[Labeled-object pointing entries]
** START **
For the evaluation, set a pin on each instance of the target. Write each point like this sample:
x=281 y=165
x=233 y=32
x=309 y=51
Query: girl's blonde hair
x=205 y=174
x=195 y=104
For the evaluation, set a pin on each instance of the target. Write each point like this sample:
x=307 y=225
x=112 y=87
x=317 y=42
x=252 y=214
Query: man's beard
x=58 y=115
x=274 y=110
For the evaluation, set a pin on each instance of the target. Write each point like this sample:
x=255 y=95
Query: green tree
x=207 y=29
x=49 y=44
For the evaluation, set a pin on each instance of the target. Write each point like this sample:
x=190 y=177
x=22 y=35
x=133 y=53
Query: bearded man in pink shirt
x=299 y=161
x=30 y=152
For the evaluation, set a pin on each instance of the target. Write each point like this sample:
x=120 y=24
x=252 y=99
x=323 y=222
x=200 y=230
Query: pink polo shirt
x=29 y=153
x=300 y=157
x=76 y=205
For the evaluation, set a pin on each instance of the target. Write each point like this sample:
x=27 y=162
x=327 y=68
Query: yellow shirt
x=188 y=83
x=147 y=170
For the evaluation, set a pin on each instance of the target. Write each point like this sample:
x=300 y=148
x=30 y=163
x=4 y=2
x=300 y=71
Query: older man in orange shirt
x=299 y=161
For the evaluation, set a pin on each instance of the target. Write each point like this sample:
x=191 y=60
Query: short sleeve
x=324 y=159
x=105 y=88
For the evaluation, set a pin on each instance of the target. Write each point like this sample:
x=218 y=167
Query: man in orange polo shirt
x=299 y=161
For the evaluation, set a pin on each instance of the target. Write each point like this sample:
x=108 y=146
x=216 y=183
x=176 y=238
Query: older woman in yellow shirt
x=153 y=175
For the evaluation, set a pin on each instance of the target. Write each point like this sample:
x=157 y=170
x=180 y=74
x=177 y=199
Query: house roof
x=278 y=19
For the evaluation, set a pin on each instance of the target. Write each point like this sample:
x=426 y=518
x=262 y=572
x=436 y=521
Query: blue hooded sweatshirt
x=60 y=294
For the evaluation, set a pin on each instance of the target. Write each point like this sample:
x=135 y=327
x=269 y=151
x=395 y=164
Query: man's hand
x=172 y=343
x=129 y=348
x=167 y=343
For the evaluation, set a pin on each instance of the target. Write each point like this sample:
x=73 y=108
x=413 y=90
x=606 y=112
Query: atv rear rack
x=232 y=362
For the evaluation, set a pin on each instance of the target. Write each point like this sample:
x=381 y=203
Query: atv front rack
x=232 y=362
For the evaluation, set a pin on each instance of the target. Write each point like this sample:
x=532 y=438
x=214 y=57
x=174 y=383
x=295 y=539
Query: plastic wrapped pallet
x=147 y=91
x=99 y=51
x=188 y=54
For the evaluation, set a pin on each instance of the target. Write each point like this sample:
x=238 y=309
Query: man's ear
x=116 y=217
** END **
■ EXERCISE DESCRIPTION
Rewrite the stretch of entries from the start through the line containing "x=195 y=104", both ends included. Multiply each answer coordinate by 1.25 and round it to a whole number with halves going up, but leave the requests and their sample points as they are.

■ CORRECT ANSWER
For the evaluation, set a pin on each instance of the target. Write each point like this sample:
x=281 y=165
x=233 y=32
x=309 y=51
Query: girl's blonde hair
x=256 y=218
x=244 y=130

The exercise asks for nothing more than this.